▶ _PAGE_:
# New Rear Stabilizer



## Flint Hills Tex (Nov 3, 2008)

Just saw an ad for a new rear stabilizer that extends back to just beyond your anchor! It is called the "more score rear stabilizer". The manufacturer claims it really increases accuracy by reducing movement while aiming. Just wondering if anybody has heard of it or tried it? If it really works, could we expect to see these at future international events?

http://www.morescore.at/


----------



## Sighting In (Feb 5, 2009)

Well, I can see it being very effective, but to me it looks extremely cumbersome...


----------



## psargeant (Aug 1, 2004)

For 339 Euros plus shipping and Duty, the thing better shoot the bow for me....Besides, looking at the drawing on their website, the thing is just way too complex and has too many possible failure modes for me to mess with...


----------



## Moparmatty (Jun 23, 2003)

psargeant said:


> For 339 Euros plus shipping and Duty, the thing better shoot the bow for me....Besides, looking at the drawing on their website, the thing is just way too complex and has too many possible failure modes for me to mess with...


Even with someone else shooting your bow for you Sarge you're still going to suck! LMAO!!! :wink:


----------



## Sighting In (Feb 5, 2009)

I wonder why one couldn't just get an adjustable v-bar set up, but a long doinker on it, and point it backwards? It might be cheaper, and more adjustable. But, whatever.


----------



## psargeant (Aug 1, 2004)

Moparmatty said:


> Even with someone else shooting your bow for you Sarge you're still going to suck! LMAO!!! :wink:


Easy there Tex...I seem to remember giving you a beatdown last time we shot together (BUT YOU KNOW WHAT, YOU'RE RIGHT...)


----------



## Moparmatty (Jun 23, 2003)

▶ _DATA RECORDS_:

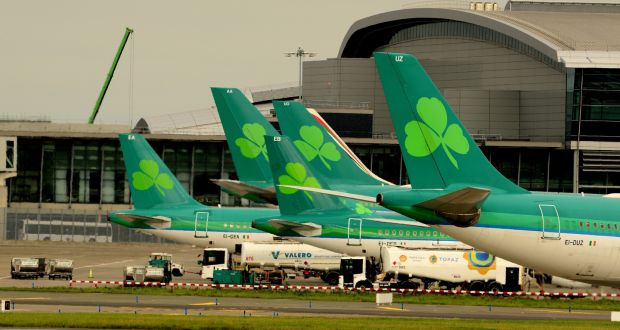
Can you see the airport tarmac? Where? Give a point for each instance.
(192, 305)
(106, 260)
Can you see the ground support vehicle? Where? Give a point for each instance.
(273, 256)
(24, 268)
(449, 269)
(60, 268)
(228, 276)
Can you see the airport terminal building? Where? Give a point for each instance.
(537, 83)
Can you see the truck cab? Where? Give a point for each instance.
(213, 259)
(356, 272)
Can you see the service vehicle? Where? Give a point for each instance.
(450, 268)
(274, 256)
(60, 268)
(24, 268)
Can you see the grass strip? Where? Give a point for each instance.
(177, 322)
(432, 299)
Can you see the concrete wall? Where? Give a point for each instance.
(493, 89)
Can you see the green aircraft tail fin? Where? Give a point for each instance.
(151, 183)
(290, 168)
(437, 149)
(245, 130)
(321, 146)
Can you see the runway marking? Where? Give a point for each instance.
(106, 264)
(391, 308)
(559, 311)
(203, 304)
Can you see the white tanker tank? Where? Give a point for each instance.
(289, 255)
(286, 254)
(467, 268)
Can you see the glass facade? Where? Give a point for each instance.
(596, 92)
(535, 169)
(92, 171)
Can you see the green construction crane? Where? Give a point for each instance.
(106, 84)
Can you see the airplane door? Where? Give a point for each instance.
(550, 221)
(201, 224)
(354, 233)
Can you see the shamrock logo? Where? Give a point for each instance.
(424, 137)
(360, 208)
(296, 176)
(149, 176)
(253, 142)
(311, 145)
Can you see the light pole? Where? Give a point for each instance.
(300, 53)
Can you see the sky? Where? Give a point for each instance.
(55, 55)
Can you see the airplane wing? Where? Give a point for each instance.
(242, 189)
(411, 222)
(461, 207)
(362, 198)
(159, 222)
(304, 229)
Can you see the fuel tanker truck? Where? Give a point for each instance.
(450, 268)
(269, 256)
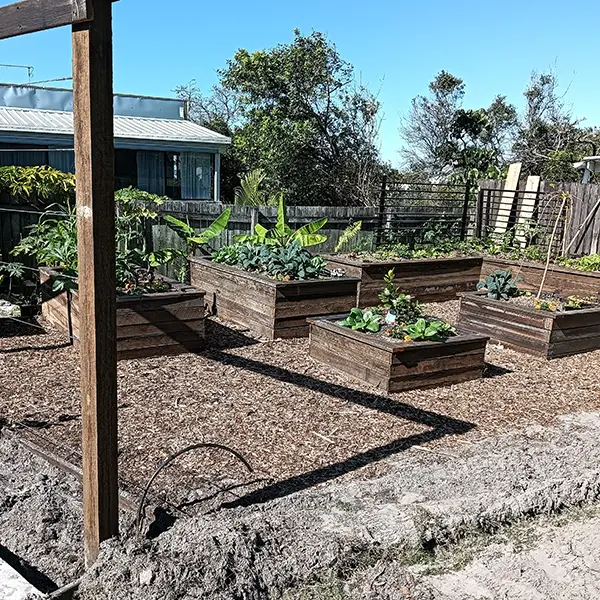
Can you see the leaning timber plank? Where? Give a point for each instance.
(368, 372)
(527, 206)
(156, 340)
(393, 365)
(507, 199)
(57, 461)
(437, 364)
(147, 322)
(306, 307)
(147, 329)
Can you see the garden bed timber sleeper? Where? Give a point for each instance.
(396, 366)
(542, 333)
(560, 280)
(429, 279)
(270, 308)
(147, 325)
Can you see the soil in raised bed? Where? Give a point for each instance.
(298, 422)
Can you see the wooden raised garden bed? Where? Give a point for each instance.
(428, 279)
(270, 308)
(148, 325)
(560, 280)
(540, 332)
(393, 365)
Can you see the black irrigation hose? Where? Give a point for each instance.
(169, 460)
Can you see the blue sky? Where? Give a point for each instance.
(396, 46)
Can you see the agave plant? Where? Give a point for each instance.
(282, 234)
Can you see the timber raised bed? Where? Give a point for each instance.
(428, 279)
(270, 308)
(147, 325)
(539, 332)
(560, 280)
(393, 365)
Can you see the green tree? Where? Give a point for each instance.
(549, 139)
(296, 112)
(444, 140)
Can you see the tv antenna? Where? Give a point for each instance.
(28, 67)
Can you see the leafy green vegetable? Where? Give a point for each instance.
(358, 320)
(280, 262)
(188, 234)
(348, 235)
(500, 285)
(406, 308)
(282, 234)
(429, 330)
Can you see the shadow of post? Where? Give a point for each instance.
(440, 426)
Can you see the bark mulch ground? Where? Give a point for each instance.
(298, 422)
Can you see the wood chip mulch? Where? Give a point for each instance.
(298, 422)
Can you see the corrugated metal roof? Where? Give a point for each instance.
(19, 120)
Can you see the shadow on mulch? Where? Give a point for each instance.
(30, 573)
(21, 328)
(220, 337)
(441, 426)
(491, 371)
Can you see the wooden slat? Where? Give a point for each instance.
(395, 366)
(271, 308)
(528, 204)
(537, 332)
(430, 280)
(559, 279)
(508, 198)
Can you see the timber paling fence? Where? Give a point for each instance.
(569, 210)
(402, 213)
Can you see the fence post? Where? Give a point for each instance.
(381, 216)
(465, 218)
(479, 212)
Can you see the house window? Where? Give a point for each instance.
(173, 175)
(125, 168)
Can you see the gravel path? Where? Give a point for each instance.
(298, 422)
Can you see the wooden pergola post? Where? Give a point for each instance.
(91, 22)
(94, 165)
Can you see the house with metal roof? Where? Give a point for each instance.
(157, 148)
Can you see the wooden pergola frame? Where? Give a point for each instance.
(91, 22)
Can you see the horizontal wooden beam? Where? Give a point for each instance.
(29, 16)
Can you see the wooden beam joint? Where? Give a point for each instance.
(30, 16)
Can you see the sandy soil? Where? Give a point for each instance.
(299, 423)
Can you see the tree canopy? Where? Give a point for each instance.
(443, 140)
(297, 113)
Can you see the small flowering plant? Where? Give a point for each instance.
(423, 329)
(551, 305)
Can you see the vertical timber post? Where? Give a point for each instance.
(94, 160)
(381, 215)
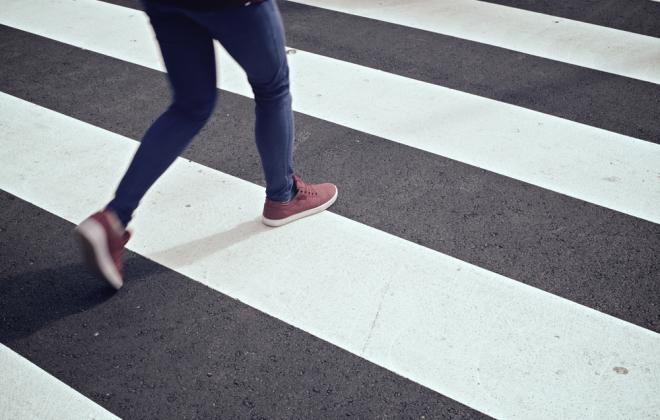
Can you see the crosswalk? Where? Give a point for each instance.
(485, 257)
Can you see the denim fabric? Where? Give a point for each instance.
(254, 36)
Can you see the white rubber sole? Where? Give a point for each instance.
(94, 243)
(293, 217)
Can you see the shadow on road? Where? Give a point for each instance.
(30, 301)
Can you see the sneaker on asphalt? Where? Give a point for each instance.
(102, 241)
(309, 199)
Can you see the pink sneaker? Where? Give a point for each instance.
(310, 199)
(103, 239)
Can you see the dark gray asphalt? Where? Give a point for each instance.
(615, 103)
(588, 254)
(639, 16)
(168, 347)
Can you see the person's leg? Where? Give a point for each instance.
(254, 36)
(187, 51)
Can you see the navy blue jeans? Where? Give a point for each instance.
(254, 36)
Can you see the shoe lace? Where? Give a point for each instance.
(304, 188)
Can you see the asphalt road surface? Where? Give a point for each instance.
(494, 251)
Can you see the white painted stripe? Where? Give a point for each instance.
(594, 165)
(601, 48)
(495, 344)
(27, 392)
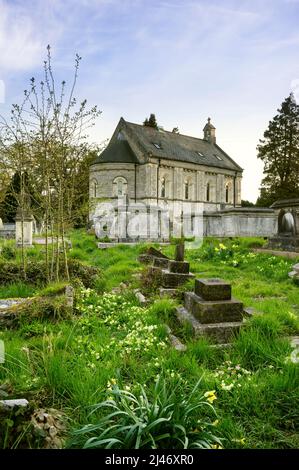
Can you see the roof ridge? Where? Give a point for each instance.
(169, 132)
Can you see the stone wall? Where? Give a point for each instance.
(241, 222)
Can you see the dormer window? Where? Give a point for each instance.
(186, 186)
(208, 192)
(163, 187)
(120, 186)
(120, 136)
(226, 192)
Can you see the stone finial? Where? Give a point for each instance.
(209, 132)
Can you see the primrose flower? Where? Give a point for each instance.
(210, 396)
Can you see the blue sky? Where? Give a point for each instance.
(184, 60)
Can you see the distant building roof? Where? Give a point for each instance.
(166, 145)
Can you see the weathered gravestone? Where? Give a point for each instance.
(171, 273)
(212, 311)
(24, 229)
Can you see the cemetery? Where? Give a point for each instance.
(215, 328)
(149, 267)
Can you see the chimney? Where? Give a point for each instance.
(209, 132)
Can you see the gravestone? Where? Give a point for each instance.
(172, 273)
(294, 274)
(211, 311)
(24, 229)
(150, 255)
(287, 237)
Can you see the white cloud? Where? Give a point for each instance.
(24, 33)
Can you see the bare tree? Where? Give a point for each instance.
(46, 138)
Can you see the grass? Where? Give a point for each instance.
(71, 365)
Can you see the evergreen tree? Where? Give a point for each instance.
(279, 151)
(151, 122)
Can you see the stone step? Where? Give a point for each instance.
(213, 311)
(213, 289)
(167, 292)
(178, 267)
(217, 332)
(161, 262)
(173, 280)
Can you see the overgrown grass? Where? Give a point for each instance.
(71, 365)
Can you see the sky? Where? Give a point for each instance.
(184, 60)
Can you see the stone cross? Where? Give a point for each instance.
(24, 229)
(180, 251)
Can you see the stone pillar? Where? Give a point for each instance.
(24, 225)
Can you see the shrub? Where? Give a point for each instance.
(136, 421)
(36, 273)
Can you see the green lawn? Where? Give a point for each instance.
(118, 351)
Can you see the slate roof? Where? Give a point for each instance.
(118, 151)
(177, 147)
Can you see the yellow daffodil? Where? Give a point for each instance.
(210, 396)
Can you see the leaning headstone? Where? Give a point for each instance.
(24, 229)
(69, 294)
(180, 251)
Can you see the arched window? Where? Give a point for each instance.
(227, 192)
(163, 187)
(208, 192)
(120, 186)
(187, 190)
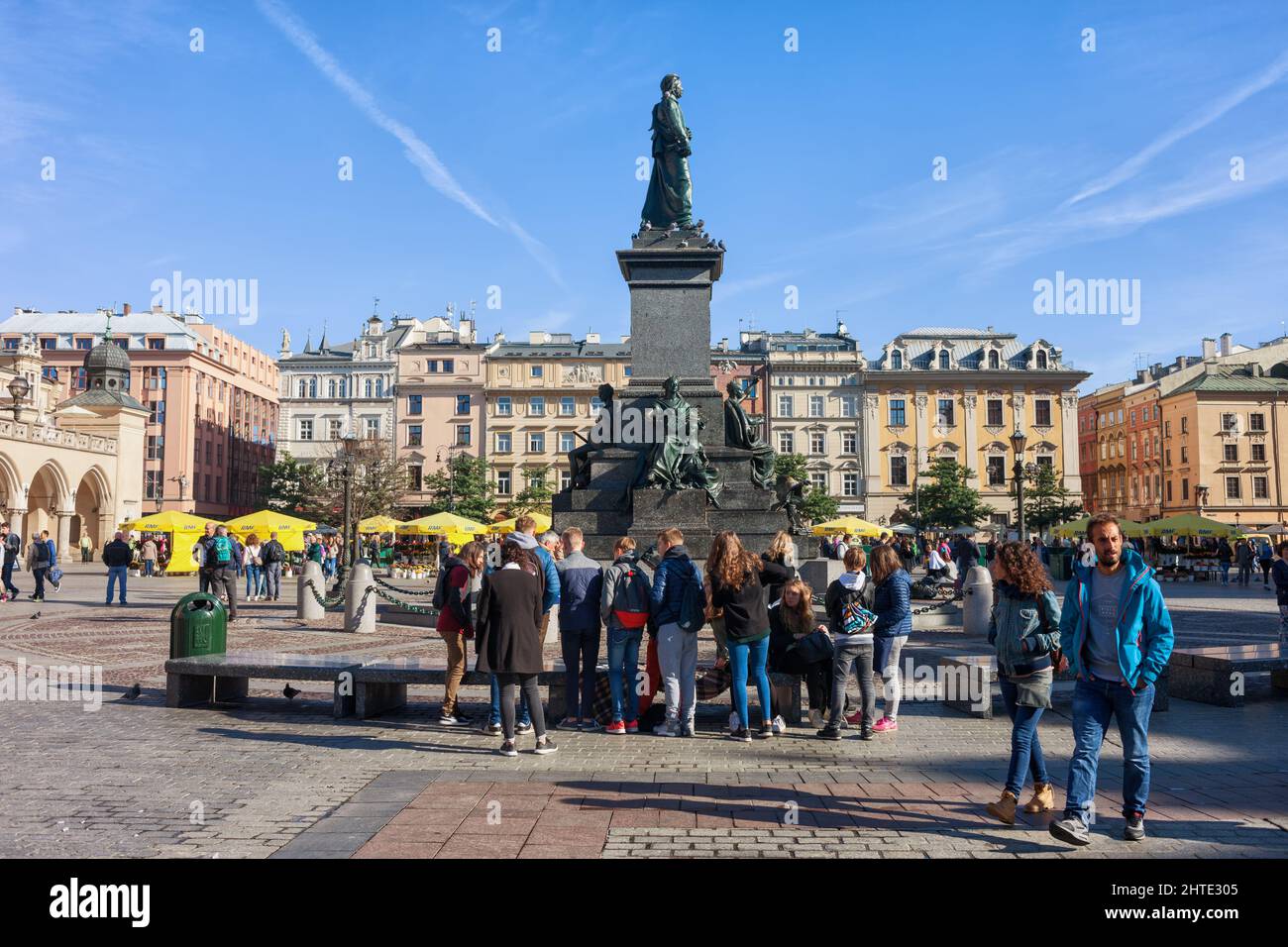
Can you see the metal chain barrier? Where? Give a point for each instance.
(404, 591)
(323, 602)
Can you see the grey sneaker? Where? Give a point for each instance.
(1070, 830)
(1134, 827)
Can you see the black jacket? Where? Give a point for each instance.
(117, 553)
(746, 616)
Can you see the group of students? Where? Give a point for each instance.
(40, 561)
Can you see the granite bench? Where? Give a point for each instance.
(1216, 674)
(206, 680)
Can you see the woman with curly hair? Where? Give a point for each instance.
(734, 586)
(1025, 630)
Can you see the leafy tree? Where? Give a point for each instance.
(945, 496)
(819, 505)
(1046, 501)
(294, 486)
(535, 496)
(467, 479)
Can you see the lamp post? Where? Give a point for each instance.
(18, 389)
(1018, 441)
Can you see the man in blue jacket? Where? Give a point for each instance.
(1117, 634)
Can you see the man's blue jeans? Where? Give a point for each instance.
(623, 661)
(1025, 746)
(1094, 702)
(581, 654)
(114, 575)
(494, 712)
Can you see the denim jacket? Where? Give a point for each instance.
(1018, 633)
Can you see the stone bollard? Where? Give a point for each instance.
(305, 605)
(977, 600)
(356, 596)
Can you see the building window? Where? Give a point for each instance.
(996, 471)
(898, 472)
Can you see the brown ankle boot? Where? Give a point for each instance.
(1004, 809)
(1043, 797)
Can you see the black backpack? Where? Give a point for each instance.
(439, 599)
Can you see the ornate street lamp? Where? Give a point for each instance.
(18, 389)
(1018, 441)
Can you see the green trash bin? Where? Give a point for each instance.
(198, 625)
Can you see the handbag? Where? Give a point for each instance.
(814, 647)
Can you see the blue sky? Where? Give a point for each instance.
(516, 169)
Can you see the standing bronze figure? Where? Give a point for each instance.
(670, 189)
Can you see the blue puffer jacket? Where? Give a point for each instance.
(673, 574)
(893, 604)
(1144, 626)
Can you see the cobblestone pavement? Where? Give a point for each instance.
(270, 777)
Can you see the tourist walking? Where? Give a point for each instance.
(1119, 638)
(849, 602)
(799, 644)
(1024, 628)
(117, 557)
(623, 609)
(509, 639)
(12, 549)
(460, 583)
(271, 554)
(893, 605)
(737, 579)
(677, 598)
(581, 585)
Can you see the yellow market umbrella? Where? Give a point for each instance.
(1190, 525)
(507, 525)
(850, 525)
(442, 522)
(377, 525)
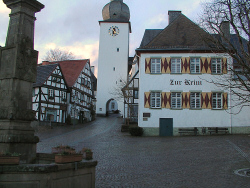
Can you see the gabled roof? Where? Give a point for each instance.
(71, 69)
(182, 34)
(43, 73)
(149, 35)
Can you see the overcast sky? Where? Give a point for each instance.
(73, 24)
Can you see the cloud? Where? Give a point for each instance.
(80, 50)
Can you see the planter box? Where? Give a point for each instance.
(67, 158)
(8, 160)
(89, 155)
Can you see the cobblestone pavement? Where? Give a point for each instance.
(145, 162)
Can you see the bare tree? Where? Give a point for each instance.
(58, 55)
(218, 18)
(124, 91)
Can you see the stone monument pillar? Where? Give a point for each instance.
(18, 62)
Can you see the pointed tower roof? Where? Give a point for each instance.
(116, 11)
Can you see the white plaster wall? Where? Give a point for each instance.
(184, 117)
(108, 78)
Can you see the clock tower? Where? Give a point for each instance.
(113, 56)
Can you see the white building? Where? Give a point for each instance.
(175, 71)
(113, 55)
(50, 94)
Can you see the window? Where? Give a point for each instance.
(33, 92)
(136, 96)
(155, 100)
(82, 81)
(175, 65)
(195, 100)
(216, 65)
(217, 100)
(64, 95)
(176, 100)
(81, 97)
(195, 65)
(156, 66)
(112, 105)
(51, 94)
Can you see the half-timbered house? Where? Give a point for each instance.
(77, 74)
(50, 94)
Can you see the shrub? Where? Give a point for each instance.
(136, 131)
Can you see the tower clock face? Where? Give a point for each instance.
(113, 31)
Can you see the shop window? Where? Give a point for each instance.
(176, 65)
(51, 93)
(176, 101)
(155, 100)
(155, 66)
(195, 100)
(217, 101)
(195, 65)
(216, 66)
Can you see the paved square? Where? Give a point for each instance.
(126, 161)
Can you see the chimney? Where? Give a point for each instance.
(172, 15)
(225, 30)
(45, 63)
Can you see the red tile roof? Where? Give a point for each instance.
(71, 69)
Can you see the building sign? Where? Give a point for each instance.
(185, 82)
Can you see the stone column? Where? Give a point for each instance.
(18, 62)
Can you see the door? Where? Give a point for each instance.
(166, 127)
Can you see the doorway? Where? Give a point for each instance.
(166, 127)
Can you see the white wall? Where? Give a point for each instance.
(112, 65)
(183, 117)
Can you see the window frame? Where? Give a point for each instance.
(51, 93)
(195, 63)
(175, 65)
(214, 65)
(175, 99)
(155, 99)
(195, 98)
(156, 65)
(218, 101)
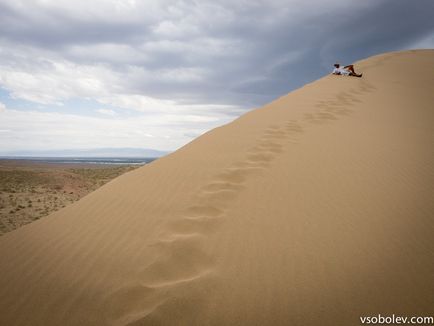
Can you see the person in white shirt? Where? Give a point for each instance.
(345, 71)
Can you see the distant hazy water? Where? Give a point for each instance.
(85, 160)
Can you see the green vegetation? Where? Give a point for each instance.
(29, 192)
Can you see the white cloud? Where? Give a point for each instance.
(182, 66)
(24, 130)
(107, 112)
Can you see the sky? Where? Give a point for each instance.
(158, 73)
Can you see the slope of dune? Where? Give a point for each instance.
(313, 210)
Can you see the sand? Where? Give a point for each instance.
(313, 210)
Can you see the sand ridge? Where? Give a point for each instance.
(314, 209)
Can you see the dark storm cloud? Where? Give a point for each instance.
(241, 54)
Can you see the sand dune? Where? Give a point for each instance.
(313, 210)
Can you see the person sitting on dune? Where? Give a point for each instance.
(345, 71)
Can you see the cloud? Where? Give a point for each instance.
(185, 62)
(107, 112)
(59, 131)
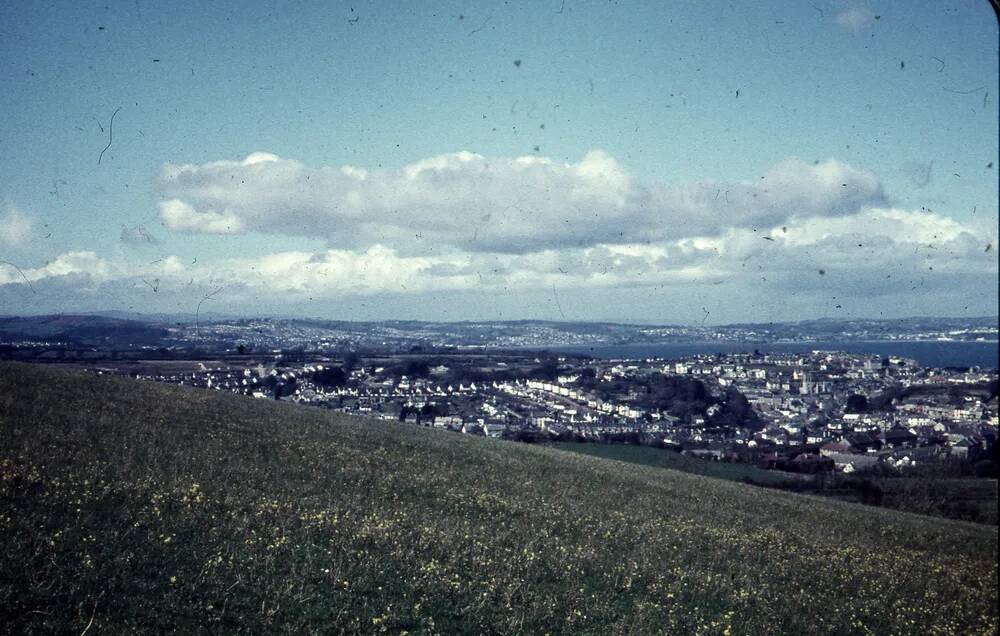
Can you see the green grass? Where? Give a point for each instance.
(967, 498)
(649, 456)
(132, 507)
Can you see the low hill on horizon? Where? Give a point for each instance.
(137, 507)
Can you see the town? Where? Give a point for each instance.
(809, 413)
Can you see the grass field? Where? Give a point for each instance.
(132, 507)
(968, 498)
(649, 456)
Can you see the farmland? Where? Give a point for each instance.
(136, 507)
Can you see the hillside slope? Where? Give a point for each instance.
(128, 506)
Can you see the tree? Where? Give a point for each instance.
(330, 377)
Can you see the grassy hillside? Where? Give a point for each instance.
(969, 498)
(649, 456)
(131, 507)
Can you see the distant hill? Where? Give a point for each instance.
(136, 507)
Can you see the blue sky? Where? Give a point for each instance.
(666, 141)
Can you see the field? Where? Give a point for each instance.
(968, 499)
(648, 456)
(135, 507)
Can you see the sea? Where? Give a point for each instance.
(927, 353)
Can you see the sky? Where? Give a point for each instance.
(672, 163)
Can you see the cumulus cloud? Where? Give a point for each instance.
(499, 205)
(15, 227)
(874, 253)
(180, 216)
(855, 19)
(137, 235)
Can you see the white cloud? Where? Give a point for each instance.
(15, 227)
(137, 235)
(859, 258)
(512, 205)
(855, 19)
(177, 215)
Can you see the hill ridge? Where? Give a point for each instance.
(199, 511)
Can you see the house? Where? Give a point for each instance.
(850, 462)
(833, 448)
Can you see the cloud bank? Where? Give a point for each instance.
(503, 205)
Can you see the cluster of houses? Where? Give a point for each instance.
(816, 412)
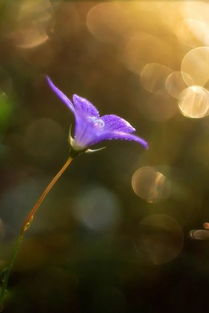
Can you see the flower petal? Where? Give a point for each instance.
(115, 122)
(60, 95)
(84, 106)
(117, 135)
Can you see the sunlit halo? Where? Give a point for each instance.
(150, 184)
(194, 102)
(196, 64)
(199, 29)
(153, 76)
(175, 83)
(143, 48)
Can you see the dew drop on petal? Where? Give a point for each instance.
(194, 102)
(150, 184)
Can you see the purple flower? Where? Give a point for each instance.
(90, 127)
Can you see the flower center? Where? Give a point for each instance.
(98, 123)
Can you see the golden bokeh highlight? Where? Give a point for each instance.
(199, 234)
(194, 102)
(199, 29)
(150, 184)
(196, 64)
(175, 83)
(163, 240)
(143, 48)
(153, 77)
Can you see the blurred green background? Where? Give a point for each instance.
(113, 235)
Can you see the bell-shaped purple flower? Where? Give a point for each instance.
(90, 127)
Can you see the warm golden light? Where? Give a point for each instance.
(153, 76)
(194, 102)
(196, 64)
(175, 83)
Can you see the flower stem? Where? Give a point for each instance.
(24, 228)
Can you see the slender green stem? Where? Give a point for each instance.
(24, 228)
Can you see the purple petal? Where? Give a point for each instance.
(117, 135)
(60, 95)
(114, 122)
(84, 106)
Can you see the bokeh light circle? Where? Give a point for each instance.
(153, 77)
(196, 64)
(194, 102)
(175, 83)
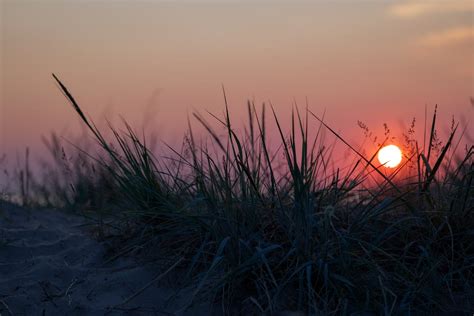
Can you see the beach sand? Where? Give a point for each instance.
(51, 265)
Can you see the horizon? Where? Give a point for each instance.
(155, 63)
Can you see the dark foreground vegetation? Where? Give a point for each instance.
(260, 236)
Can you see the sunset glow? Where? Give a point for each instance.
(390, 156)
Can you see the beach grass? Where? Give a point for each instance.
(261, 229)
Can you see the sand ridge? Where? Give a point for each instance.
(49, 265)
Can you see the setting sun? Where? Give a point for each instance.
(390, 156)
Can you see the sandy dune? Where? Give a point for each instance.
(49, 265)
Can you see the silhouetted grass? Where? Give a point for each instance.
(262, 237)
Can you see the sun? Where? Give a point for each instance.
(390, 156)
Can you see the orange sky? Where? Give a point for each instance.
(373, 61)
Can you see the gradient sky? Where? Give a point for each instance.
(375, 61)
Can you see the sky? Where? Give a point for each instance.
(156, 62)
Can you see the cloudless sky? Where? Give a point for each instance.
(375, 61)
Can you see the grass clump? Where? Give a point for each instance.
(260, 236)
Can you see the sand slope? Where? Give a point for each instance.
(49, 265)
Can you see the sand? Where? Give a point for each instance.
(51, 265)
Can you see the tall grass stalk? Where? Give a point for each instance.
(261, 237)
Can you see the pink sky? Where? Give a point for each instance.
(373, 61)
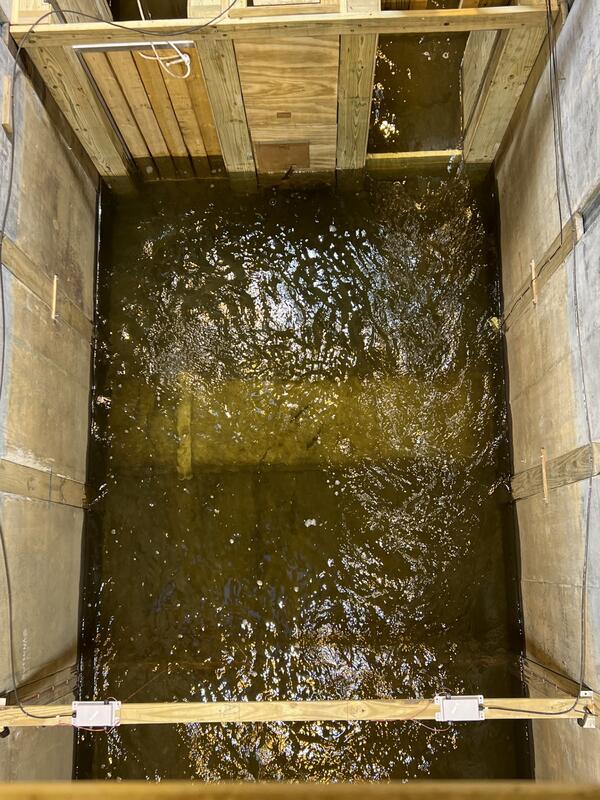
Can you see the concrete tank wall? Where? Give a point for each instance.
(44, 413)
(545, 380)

▶ _WRITTEN EXERCISE_:
For each statement about the stabilizer thread, answer yes or no and quote the words that decide it: (a) The product is called the "more score rear stabilizer." (b) psargeant gives a price of 339 Euros with shipping included. (c) Sighting In suggests mounting a long doinker on an adjustable v-bar and pointing it forward. The rows have no connection to the stabilizer thread.

▶ _EXPECTED ANSWER_:
(a) Yes: "It is called the "more score rear stabilizer"."
(b) No: "For 339 Euros plus shipping and Duty"
(c) No: "point it backwards"